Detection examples
[BEGIN]

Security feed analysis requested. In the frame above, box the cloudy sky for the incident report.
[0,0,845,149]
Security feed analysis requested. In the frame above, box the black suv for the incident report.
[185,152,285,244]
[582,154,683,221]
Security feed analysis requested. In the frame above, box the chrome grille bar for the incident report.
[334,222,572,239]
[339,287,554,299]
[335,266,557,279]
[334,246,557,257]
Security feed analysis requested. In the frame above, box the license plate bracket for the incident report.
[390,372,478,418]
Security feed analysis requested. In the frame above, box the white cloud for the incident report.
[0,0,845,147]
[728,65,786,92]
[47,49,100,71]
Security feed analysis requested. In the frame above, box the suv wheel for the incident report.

[END]
[BEGIN]

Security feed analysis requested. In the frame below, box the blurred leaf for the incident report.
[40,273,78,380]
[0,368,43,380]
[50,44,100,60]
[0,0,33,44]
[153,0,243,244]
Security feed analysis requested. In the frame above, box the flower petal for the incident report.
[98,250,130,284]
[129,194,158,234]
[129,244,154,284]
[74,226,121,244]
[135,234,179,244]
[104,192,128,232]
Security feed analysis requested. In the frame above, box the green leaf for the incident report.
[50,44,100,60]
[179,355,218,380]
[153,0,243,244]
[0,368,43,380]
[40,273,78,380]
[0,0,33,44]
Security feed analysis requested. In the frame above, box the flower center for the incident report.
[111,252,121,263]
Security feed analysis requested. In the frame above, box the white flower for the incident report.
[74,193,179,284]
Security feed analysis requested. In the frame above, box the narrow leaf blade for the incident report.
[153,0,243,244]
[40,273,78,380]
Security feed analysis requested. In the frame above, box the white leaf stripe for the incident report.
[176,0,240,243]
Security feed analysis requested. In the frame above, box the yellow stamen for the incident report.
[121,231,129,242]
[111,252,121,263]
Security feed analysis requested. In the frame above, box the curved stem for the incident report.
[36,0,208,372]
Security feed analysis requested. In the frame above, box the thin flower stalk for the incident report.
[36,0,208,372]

[END]
[BEGIN]

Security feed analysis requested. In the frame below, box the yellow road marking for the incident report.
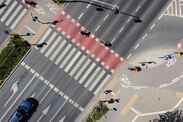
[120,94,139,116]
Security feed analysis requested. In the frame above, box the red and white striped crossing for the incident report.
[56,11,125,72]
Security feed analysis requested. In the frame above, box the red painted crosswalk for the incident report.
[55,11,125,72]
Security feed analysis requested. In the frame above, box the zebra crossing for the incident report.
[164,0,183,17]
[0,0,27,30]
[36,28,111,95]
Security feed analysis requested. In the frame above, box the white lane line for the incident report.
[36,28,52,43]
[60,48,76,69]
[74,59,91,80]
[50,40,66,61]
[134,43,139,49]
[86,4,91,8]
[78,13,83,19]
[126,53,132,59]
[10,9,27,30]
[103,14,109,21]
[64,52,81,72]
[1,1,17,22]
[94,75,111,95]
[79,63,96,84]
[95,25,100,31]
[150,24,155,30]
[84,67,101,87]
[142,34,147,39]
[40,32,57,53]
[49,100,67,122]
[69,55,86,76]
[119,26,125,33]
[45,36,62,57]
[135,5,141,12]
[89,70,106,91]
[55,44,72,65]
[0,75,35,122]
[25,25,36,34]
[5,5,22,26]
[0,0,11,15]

[END]

■ INSTRUCTIONS FOR THE TASK ■
Rewrite the data from the line containing "sky for the incident report." through the line containing "wheel for the incident report.", both included, as a JSON list of strings with one string per line and no blank lines.

■ RESPONSE TO THE TASK ■
[
  "Security feed analysis requested. In the frame above, box the cloudy sky for the incident report.",
  "[0,0,845,149]",
  "Security feed analysis requested. In the frame above, box the black suv for the incident report.",
  "[185,152,285,244]",
  "[582,154,683,221]",
  "Security feed analysis requested. In the frame above, box the chrome grille bar for the incident report.",
  "[334,222,572,239]",
  "[339,287,554,299]",
  "[335,266,557,279]",
  "[334,246,557,257]",
  "Security feed analysis requested. In the frame above, box the license plate bracket for the incident report.",
  "[390,372,478,418]",
  "Security feed analysis requested. In the frame above, box the white cloud for the incident report.",
  "[0,0,845,147]",
  "[728,65,786,92]",
  "[47,49,100,71]",
  "Security feed analysis requested. In the frame above, box the suv wheel for the incident report."
]